§ Stated goal:
Extract all records. Keep each one exact.

§ Records to use:
────

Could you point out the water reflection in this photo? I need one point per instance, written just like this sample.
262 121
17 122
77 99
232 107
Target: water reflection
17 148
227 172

────

§ Solution to this exercise:
Could you point out the water reflection in this photo? I need one point per instance, written just like this sample.
262 121
17 122
77 99
232 107
Target: water reflection
17 148
227 172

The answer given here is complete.